GOAL OF THE EXERCISE:
Write out again, exactly, the lines below starting at the one with "like x=19, y=84." and ending at the one with "Query: round tower".

[Natural language region descriptions]

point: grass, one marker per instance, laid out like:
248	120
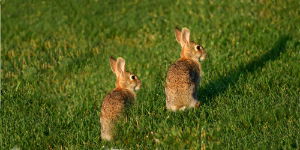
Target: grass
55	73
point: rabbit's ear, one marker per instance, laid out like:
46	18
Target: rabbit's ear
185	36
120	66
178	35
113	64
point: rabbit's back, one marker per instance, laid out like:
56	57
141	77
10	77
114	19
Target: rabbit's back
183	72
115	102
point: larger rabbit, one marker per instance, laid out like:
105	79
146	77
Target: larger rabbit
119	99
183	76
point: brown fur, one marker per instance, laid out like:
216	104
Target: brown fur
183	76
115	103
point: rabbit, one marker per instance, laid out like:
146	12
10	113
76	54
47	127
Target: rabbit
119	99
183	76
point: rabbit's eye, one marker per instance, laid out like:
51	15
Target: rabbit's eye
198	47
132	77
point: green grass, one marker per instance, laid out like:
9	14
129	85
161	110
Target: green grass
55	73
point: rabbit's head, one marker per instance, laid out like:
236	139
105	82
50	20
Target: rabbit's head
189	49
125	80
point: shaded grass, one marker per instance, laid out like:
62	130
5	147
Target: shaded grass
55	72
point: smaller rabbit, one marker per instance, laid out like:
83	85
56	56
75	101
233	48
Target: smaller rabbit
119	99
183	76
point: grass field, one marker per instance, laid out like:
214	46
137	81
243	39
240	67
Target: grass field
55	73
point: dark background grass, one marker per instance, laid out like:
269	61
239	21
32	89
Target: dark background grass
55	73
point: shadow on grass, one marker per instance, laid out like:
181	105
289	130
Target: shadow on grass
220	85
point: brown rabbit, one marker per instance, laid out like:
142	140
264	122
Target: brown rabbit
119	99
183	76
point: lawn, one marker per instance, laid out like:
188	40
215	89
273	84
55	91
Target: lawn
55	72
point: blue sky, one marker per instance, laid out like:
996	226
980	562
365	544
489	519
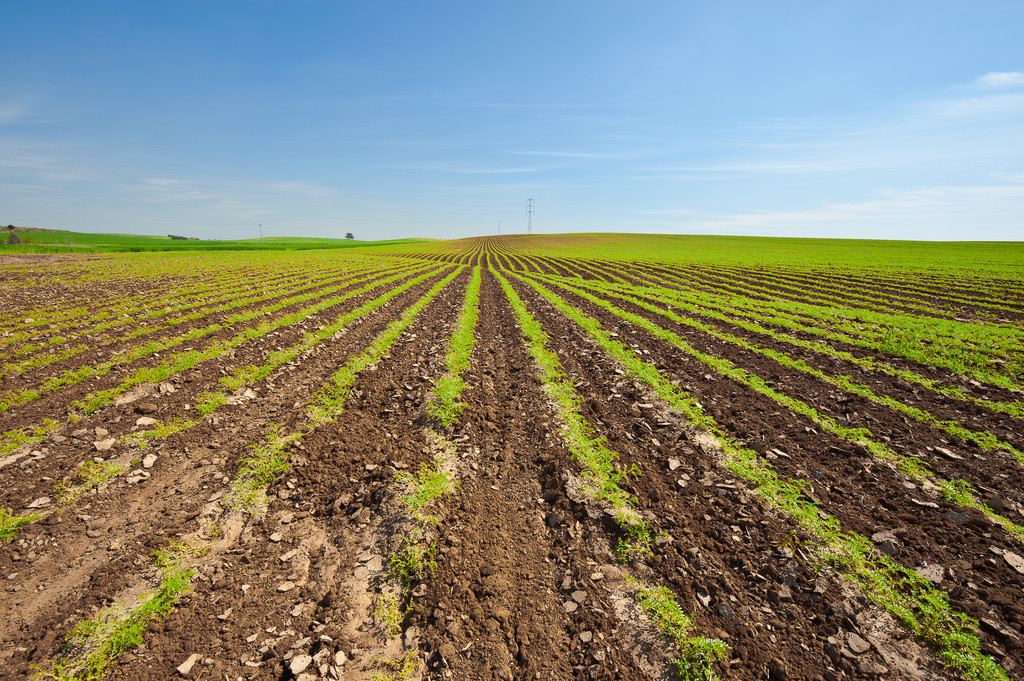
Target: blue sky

==

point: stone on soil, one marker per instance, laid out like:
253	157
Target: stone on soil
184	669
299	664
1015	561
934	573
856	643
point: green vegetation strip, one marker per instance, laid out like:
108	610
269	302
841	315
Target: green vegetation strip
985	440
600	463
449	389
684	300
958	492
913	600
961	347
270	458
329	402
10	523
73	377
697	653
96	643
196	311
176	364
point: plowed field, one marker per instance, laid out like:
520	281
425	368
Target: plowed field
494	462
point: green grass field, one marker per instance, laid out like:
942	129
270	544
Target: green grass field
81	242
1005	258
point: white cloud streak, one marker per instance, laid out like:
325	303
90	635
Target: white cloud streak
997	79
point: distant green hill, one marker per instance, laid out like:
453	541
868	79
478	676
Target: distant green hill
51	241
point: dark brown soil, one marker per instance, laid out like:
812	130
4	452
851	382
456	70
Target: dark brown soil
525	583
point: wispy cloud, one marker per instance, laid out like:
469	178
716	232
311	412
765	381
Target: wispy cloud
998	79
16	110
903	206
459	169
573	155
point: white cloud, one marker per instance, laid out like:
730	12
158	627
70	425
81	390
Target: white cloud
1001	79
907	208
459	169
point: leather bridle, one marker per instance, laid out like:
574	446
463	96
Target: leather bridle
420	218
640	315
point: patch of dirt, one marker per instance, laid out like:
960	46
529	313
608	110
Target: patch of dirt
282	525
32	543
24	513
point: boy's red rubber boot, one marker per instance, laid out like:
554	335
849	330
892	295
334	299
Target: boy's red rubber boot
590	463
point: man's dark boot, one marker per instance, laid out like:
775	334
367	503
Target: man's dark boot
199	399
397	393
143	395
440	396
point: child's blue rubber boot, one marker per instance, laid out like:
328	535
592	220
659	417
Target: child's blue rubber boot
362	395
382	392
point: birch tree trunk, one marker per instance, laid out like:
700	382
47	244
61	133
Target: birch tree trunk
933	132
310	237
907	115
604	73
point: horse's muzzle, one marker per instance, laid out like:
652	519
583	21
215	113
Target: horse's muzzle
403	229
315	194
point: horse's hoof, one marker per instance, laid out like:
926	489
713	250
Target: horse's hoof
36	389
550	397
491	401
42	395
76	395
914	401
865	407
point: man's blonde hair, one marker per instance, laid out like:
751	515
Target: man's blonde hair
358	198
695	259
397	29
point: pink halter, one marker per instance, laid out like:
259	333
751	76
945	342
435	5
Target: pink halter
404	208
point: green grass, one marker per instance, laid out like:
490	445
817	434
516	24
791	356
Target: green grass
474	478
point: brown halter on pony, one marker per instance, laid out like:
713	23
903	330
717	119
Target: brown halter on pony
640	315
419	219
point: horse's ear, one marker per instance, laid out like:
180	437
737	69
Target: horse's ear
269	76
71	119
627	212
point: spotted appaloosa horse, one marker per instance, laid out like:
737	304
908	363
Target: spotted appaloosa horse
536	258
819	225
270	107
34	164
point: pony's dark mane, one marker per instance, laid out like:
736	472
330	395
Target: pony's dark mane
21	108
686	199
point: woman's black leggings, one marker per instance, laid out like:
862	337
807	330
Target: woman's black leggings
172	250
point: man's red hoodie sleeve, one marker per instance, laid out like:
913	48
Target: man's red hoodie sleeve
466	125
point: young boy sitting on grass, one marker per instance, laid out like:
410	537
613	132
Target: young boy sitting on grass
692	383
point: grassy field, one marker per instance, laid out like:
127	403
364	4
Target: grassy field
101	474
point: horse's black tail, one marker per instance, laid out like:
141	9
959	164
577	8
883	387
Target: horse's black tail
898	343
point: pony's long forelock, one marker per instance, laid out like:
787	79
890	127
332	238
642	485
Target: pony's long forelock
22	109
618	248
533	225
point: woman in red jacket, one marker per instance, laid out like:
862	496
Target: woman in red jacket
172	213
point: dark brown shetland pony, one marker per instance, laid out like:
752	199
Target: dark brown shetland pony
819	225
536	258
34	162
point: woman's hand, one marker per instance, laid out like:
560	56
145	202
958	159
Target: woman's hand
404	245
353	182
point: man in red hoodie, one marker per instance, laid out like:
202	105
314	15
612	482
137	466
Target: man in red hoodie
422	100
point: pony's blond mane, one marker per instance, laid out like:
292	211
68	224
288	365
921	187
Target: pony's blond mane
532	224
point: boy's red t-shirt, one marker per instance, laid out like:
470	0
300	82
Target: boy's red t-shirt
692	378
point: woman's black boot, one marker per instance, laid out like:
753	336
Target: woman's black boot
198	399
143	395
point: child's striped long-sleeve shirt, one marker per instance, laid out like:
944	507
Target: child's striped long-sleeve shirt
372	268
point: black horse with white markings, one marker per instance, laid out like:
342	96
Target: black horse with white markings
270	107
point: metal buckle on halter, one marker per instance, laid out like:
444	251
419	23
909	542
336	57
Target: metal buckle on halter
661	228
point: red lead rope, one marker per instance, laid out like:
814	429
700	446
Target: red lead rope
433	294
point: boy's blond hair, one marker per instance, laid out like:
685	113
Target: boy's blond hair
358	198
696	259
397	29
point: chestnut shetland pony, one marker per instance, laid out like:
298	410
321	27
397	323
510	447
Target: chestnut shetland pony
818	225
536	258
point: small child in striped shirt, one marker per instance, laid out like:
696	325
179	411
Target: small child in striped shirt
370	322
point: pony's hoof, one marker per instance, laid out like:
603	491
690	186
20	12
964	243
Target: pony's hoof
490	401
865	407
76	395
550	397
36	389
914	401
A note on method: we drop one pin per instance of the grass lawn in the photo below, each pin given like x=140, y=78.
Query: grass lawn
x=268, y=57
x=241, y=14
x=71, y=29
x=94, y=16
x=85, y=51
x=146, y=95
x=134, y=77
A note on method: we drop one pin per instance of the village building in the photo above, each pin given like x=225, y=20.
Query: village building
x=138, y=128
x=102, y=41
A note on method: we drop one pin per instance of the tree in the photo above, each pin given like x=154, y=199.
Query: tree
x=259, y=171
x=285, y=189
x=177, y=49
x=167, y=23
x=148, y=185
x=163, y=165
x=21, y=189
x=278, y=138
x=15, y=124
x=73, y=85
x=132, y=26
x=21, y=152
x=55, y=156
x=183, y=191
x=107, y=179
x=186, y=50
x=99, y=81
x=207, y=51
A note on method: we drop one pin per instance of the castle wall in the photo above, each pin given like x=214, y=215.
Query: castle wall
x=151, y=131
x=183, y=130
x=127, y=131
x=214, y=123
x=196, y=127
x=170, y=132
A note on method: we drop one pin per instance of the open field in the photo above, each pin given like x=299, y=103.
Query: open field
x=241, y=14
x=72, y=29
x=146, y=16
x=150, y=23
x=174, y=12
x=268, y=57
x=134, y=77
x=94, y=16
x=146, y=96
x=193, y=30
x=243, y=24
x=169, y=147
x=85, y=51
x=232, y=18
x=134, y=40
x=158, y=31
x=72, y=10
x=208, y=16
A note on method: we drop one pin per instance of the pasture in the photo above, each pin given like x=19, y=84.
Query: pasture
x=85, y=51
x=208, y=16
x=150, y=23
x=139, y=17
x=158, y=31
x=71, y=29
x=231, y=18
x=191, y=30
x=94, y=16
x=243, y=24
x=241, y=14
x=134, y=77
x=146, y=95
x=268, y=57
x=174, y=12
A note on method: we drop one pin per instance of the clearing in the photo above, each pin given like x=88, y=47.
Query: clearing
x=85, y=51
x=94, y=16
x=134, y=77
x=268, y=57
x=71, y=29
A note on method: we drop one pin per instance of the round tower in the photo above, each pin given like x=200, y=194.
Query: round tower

TASK RESULT:
A note on method: we drop one pin per instance of the pasture in the photo above, each pin given like x=19, y=84.
Query: pasture
x=85, y=51
x=208, y=16
x=150, y=23
x=139, y=17
x=158, y=31
x=71, y=29
x=231, y=18
x=191, y=30
x=94, y=16
x=243, y=24
x=241, y=14
x=134, y=77
x=146, y=95
x=268, y=57
x=174, y=12
A note on method: we drop one pin per instance of the clearing in the photo above, each pin given like x=88, y=47.
Query: clearing
x=85, y=51
x=94, y=16
x=134, y=77
x=268, y=57
x=71, y=29
A note on method: we drop one pin per instance of the round tower in the photo above, each pin given like x=200, y=194.
Query: round tower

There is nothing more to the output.